> **Directions**:
Can you revise the material below so that every "segmenter" becomes "annotator", leaving everything else as it is?

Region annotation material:
>>>>>

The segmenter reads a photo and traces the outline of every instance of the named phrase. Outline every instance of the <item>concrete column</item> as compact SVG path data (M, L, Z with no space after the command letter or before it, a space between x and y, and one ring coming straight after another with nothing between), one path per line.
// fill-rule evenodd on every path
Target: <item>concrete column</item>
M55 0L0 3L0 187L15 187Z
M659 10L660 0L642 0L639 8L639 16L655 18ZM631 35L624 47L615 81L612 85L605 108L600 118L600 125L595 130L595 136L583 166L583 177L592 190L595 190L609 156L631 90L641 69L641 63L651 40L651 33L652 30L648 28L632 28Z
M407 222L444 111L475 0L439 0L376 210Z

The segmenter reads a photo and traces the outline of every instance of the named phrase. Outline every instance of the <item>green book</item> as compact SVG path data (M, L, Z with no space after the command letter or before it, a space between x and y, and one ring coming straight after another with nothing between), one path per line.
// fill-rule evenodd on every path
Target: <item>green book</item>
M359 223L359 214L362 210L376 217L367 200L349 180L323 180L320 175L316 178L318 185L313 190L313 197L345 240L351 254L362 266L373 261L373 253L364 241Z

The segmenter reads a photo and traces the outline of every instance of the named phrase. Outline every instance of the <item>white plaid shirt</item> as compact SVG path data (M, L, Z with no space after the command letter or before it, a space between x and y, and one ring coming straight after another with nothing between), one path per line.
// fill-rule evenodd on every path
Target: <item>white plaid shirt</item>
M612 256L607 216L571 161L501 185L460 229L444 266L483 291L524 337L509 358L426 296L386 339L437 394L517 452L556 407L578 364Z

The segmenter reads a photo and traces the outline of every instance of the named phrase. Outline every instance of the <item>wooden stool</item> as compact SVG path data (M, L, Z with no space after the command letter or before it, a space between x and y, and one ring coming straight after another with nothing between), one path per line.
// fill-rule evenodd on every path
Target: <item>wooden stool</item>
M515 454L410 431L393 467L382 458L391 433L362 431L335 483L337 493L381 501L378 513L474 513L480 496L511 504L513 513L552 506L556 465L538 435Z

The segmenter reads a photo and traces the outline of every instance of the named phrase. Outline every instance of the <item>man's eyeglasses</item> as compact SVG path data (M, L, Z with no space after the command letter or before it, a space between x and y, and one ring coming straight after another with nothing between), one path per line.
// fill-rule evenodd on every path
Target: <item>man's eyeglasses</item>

<<<<<

> **Result below**:
The annotator reads a photo and traces the outline of every instance of the named phrase. Outline every instance of the <item>concrete column</item> as compact SVG path data (M, L, Z with no space after the command letter or before it, a space between x and y, and one ring coming straight after another with nothing between), one path per line.
// fill-rule evenodd on every path
Target: <item>concrete column</item>
M55 0L0 3L0 187L15 187Z
M659 10L660 0L642 0L639 8L639 16L655 18ZM631 35L624 47L615 81L612 85L605 108L600 118L600 125L595 130L595 136L583 166L583 177L592 190L595 190L609 156L631 90L641 69L641 63L651 40L651 33L652 30L648 28L632 28Z
M407 222L444 111L475 0L439 0L376 210Z

The annotator reads a photo and traces the outline of every instance of the named phrase. Outline every instance of the <item>green book</item> as compact SVG path data (M, L, Z with no space after the command letter or before it, a space between x and y, and one ring coming straight after another with nothing between), one path per line.
// fill-rule evenodd on every path
Target: <item>green book</item>
M359 223L359 214L362 210L376 217L367 200L349 180L323 180L320 175L316 178L318 185L313 190L313 197L345 240L351 254L362 266L373 261L373 253L364 241Z

The annotator reads a photo and traces the outline of every instance of the named phrase. Outline every instance of the <item>white plaid shirt</item> as compact SVG path data (M, L, Z with no space after the command letter or before it, a space between x and y, and one ring coming straight after another with nothing between), one path per line.
// fill-rule evenodd on every path
Target: <item>white plaid shirt</item>
M612 256L607 216L571 161L501 185L460 229L444 266L483 291L524 337L509 358L426 296L386 339L437 394L517 452L556 407L578 364Z

The annotator reads a photo and traces the outline of every instance of the named phrase. Outline every instance of the <item>wooden stool</item> as compact SVG path data (M, L, Z with no space after the command letter or before it, a space between x and y, and one ring coming straight after another with nothing between), one path per line.
// fill-rule evenodd on every path
Target: <item>wooden stool</item>
M515 454L410 431L393 467L382 458L391 433L362 431L335 483L337 493L381 501L378 513L474 513L480 496L511 504L513 513L552 506L556 465L538 435Z

The annotator reads a photo and traces the outline of every instance of the named phrase. Outline every instance of the <item>man's eyeglasses</item> as compact SVG path data (M, L, Z with no space after the command letter or before it, a space between x and y, and one ring coming straight after another with nothing between), one path per line.
// fill-rule evenodd on every path
Target: <item>man's eyeglasses</item>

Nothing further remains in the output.